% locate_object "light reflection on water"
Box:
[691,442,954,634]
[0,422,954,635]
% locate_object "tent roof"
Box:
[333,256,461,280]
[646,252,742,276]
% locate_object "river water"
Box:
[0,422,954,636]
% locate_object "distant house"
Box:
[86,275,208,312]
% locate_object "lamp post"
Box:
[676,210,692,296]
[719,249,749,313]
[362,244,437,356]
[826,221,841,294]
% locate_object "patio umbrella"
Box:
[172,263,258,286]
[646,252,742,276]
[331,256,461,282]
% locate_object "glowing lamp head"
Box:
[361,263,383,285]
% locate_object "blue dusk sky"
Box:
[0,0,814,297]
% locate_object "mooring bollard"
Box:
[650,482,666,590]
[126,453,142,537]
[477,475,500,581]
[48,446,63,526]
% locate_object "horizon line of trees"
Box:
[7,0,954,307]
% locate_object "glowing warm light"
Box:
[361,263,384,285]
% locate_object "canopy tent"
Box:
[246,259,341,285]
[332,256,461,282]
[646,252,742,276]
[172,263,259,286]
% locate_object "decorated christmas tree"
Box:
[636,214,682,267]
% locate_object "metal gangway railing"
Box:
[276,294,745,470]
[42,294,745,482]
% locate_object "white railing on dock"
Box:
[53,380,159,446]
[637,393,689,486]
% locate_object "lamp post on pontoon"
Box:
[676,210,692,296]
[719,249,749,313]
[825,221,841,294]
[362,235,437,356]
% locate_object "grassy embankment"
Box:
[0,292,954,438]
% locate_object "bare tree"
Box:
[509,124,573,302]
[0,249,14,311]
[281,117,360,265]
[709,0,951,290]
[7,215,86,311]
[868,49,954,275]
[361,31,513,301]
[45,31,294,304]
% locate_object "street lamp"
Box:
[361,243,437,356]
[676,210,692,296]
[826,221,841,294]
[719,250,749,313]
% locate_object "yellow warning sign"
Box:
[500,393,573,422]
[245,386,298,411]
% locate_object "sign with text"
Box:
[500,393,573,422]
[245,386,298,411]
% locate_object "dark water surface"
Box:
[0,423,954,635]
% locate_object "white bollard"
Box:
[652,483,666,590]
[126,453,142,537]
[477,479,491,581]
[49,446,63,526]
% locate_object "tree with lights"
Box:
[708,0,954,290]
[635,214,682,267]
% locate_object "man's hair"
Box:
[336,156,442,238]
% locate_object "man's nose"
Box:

= = = = = = =

● Consignes du problème
Comptez les lignes des enregistrements ci-dessus qui contiennent la chaîne « with » en tenant compte de la casse, puis donnez uniquement ce nombre.

● Réponse
2